**WHAT YOU SHOULD DO**
Please reproduce a passage from the text on Zoloft birth defects word for word, starting at the words "Zoloft is one" and stopping after "omphalocele and craniosynotostosis.".

**EXCERPT PROVIDED**
--- START ---

Zoloft Birth Defects

Zoloft Birth Defects

Zoloft is one of the most popular selective serotonin reuptake inhibitors (SSRIs) used to treat depression but side effects, particularly birth defects, are alarming medical professionals and expectant mothers.

The most common birth defects are persistent pulmonary hypertension of the newborn (PPHN), heart defects including atrial septal defects (ASD) and ventricular septal defects (VSD), as well as omphalocele and craniosynotostosis.

Persistent Pulmonary Hypertension of the Newborn (PPHN)

It is not uncommon for an infant to be born with hypertension or high blood pressure however, if this condition persists, it can lead to persistent pulmonary hypertension of the newborn (PPHN).

PPHN is a serious lung condition that restricts blood flow to the lungs, thereby increasing blood pressure for a prolonged period of time. PPHN is one of the five Zoloft birth defects recognized by medical professionals. Symptoms include shortness of breath, chest pain, dizziness, bluish lips and skin, fainting and irregular heartbeat.

Atrial Septal Defects (ASD)

A 2009 British Journal of Medicine study linked atrial septa defects (ASD), which are congenital heart diseases, to Zoloft use during a woman’s first trimester of pregnancy. According to the study, when taken during the first trimester, Zoloft can double an infant’s risk for this Zoloft birth defect. ASD causes holes in the chambers of an infant’s heart leading to fatigue, shortness of breath and lack of appetite.

Ventricular Septal Defects (VSD)

Like ASD, ventricular septal defects (VSD) are congenital heart diseases known for causing holes in the chambers of the heart. VSD was highlighted as one of several serious birth defects developed during the first trimester of pregnancy.

Babies suffering from ASD and VSD generally show symptoms of the birth defects within a few months after birth. These symptoms may include fatigue, lung infections, heart murmurs, rapid heart rate, lung infections, bluish nails, skin or lips and swelling of the abdomen, feet or legs.


An omphalocele is a type of hernia that occurs in infants while they’re in the womb. One of the more common birth defects, omphalocele causes abdominal organs such as the intestine to stick out of an infant’s belly button.

--- END ---

**SUPPLIED RECORDS**
--- START ---

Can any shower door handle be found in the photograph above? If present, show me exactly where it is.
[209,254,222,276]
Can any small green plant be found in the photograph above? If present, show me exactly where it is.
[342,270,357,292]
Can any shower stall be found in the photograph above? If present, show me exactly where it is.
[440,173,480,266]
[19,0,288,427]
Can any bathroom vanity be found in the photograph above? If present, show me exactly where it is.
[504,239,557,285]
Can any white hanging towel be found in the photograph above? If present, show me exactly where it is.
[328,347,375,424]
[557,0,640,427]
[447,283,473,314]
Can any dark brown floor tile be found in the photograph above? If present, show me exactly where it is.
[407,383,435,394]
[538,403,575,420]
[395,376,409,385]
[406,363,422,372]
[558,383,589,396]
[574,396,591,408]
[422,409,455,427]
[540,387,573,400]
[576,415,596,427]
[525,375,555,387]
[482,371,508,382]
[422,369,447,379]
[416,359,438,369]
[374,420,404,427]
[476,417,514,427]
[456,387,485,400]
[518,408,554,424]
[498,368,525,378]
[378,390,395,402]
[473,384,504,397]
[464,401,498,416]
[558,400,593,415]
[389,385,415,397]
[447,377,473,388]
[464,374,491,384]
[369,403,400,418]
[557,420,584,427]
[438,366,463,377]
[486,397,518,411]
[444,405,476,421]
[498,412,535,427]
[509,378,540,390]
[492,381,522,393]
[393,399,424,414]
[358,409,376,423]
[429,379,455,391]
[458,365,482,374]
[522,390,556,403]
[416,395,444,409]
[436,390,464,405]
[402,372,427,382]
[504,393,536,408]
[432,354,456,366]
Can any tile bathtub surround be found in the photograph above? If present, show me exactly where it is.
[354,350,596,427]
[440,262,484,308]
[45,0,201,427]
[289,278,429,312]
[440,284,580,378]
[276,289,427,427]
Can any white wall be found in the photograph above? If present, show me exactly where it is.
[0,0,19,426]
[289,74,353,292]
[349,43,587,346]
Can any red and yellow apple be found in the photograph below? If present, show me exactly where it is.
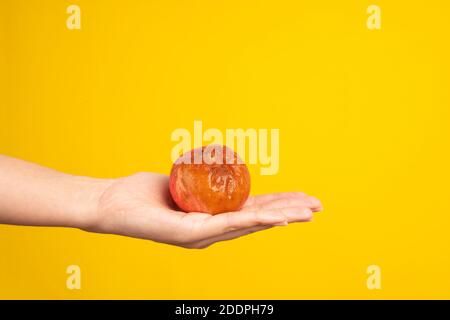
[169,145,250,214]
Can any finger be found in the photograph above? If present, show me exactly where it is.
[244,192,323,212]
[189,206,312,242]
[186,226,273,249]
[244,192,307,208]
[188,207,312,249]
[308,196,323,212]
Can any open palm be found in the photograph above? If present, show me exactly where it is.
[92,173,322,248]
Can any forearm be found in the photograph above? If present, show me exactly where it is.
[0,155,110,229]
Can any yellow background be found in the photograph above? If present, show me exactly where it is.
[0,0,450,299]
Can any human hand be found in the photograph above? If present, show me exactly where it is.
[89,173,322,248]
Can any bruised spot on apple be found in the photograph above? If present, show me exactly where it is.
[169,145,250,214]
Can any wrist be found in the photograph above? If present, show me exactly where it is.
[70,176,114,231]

--- END ---

**OUTPUT BELOW**
Zoloft is one of the most popular selective serotonin reuptake inhibitors (SSRIs) used to treat depression but side effects, particularly birth defects, are alarming medical professionals and expectant mothers.

The most common birth defects are persistent pulmonary hypertension of the newborn (PPHN), heart defects including atrial septal defects (ASD) and ventricular septal defects (VSD), as well as omphalocele and craniosynotostosis.